## GIVEN TASK:
Copy out every line in the entries below that contains the word "pink".
══ RECORDS FOR THE EXERCISE ══
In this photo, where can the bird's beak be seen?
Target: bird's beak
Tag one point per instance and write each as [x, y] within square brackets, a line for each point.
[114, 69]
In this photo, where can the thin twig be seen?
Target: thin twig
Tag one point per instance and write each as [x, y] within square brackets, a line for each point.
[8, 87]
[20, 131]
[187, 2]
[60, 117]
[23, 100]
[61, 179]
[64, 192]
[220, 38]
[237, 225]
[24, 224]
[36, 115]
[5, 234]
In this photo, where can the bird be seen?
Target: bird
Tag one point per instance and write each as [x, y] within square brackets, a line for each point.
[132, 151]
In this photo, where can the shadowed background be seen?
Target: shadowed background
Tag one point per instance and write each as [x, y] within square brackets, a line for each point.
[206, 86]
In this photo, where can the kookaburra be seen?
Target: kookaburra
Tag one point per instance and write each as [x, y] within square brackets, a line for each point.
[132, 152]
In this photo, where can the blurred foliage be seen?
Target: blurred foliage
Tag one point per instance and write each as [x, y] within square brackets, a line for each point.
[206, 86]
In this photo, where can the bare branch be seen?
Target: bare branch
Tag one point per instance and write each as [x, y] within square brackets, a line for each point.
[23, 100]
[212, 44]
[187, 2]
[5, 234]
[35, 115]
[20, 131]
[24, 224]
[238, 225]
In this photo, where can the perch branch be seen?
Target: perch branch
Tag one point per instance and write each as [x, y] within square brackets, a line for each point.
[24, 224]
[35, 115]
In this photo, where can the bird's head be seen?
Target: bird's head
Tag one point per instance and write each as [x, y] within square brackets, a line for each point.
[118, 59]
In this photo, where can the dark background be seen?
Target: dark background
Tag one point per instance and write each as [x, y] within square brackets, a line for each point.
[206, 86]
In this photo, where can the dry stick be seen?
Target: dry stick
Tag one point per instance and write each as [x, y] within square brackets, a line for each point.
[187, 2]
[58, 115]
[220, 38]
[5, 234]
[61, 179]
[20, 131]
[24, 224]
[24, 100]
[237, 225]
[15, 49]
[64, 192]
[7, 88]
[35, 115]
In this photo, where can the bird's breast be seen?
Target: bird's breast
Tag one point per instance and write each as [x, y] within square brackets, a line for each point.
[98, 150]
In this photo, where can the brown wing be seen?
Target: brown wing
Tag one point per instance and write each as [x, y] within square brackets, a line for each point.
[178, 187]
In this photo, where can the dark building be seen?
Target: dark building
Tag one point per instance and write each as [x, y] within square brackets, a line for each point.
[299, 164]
═══
══ RECORDS FOR THE EXERCISE ══
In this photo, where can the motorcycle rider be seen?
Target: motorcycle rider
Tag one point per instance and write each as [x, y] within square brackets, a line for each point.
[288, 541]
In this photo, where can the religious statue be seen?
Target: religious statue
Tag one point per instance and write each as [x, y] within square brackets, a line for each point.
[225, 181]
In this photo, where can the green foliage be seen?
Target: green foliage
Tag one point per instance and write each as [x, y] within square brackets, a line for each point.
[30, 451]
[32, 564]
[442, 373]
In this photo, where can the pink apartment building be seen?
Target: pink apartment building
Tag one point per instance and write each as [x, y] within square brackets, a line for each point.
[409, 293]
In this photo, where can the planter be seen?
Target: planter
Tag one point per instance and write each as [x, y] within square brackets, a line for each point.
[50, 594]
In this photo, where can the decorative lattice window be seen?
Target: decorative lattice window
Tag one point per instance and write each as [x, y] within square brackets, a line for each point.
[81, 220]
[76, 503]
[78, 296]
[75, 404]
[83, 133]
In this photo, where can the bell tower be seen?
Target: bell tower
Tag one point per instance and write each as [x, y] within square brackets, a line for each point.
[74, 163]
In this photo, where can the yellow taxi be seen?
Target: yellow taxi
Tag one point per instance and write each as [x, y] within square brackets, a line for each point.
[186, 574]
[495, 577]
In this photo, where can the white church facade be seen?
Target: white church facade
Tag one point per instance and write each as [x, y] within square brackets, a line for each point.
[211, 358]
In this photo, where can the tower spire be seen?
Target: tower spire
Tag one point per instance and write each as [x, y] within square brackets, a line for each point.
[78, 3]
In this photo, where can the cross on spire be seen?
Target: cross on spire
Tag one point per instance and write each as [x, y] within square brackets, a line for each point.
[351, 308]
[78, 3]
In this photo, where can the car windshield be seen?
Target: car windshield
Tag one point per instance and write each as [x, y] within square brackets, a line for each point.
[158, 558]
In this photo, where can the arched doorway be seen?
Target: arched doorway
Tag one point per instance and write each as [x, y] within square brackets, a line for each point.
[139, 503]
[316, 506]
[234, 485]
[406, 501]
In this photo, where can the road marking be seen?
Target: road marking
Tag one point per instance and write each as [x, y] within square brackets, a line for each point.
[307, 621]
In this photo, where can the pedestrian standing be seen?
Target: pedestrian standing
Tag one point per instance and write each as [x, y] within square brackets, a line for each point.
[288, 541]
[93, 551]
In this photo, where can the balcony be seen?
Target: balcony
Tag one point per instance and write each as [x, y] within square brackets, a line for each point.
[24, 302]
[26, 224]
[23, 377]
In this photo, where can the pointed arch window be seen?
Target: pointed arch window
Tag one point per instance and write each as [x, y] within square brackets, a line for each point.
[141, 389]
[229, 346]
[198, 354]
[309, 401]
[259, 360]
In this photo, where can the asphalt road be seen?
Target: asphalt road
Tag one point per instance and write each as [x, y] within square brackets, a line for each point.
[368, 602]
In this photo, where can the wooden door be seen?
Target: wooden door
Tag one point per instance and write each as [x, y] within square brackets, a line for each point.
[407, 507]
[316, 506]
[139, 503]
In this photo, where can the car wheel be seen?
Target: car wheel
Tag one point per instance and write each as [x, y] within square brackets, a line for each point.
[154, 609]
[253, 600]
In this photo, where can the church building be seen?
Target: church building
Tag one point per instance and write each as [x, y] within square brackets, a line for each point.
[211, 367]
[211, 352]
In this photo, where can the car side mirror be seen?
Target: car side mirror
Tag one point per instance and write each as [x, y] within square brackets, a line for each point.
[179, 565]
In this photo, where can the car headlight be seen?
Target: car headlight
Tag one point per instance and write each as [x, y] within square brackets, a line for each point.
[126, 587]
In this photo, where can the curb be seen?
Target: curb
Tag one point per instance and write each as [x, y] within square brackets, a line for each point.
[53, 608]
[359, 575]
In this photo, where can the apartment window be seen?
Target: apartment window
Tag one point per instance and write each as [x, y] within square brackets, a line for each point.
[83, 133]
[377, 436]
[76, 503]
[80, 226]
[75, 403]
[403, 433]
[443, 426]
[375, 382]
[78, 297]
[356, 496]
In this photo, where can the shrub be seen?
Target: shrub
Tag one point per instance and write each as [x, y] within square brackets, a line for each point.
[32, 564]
═══
## THE COMPLETED TASK:
In this photo, where can the pink apartment building be seen?
Target: pink apartment building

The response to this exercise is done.